By digoal
A GIN index is a multi-value type inverted index in PostgreSQL. Accordingly, a record may involve keys in multiple GIN indexes. Therefore, real-time index merging in writing would sharply increase I/O and the write RT. To improve the write throughput, PostgreSQL (from now on referred to as PG) allows the GIN index merging delay. After enabling it, the data is written to the pending list first rather than directly to the index page. When the pending list reaches a certain size, or when the autovacuum corresponds to the table, the pending list is merged into the index.
During a query, if a PENDING LIST is not merged into the index, the pending list and the index information will be queried.
When the pending list is huge with a large amount of writes, and the merging (by autovacuum worker) fails to catch up, the query GIN index performance degrades.
Therefore, you can solve the problems after rooting out the causes.
1) fastupdate
This setting controls the usage of the fast update technique described in Section 66.4.1. It is a Boolean parameter: ON enables fast update, and OFF disables it. Alternative spellings of ON and OFF are allowed as described in Section 19.1. The default is ON.
Note:
Turning fastupdate off via ALTER INDEX prevents future insertions from going into the list of pending index entries but does not flush previous entries. You might want to VACUUM the table or call the gin_clean_pending_list function afterward to ensure the pending list is emptied.
2) gin_pending_list_limit
Custom gin_pending_list_limit parameter. You can specify this value in kilobytes.
Current settings:
postgres=# show gin_pending_list_limit ;
gin_pending_list_limit
------------------------
4MB
(1 row)

■ **Stated exercise A**: In the GIN index passage, what is the default setting for fastupdate?
■ **Stated exercise B**: Pick up the piece on GIN index pending lists after its final line and carry it forward.

Lines of data

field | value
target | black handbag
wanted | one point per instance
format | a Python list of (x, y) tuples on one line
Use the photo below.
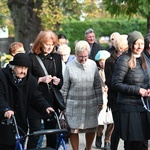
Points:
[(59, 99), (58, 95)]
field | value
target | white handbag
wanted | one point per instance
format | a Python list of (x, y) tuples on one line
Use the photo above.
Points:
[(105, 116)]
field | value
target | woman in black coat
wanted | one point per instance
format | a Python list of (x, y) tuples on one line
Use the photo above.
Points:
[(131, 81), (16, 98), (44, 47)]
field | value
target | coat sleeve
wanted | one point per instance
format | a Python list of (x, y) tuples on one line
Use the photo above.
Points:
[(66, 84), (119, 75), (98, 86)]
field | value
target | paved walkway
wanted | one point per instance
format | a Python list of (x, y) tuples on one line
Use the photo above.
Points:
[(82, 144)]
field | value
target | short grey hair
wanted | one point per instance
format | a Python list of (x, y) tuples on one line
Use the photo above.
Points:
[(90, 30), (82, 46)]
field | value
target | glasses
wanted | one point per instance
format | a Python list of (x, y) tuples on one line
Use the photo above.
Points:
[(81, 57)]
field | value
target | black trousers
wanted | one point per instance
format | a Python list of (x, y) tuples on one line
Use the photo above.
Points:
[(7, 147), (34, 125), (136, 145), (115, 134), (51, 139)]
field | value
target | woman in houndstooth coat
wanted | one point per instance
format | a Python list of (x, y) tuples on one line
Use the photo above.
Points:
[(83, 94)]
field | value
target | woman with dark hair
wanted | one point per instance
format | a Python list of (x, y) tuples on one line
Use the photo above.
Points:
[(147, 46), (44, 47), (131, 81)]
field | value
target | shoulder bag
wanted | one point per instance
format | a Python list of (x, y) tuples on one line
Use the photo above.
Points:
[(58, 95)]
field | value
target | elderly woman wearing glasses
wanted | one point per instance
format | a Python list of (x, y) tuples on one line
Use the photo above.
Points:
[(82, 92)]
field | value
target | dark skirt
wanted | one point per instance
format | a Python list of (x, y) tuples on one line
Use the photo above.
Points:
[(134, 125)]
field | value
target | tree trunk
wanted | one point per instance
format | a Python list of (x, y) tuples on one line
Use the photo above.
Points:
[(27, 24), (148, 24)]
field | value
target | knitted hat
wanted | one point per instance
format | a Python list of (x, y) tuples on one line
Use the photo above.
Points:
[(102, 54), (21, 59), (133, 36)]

■ **Task output A**: The default is ON.

■ **Task output B**:
1) pages_per_range
Defines the number of table blocks that make up one block range for each entry of a BRIN index (see Section 67.1 for more details). The default is 128.
2) autosummarize
Defines whether a summarization run is invoked for the previous page range after detecting an insertion on the next one.
You can learn more at this link: https://www.postgresql.org/docs/11/static/pageinspect.html
postgres=# create extension pageinspect ;
CREATE EXTENSION
1) Create a table.
postgres=# create table t(id int, arr int[]);
CREATE TABLE
2) Create an inverted index.
postgres=# create index idx_t_1 on t using gin (arr);
CREATE INDEX
3) Create a function which generates a random array.
postgres=# create or replace function gen_rand_arr() returns int[] as $$
select array(select (100*random())::int from generate_series(1,64));
$$ language sql strict;
CREATE FUNCTION
4) Write test data.
postgres=# insert into t select generate_series(1,100000), gen_rand_arr();
INSERT 0 100000
postgres=# insert into t select generate_series(1,1000000), gen_rand_arr();
INSERT 0 1000000
5) Check the size of the pending list of the current GIN index through the pageinspect plug-in. You can see that there are 356 pending pages, with 2,484 pieces of records.
Due to the huge records in the pending list, the query performance would decrease significantly.
postgres=# explain (analyze,verbose,timing,costs,buffers) select * from t where arr @> array[1,2,3];
QUERY PLAN
----------------------------------------------------------------------------------------------------------------------------
Bitmap Heap Scan on public.t (cost=82.38..262.28 rows=11373 width=284) (actual time=82.444..141.559 rows=114906 loops=1)
Output: id, arr
Recheck Cond: (t.arr @> '{1,2,3}'::integer[])
Heap Blocks: exact=41304
Buffers: shared hit=42043
-> Bitmap Index Scan on idx_t_1 (cost=0.00..79.92 rows=11373 width=0) (actual time=75.902..75.902 rows=114906 loops=1)
Index Cond: (t.arr @> '{1,2,3}'::integer[])
Buffers: shared hit=739
Planning Time: 0.092 ms
Execution Time: 152.260 ms
(10 rows)
6) Query Test One (pending list is greater than 0).
postgres=# explain (analyze,verbose,timing,costs,buffers) select * from t where arr @> array[1,2,3];
QUERY PLAN
----------------------------------------------------------------------------------------------------------------------------
Bitmap Heap Scan on public.t (cost=82.38..262.28 rows=11373 width=284) (actual time=82.444..141.559 rows=114906 loops=1)
Output: id, arr
Recheck Cond: (t.arr @> '{1,2,3}'::integer[])
Heap Blocks: exact=41304
Buffers: shared hit=42043
-> Bitmap Index Scan on idx_t_1 (cost=0.00..79.92 rows=11373 width=0) (actual time=75.902..75.902 rows=114906 loops=1)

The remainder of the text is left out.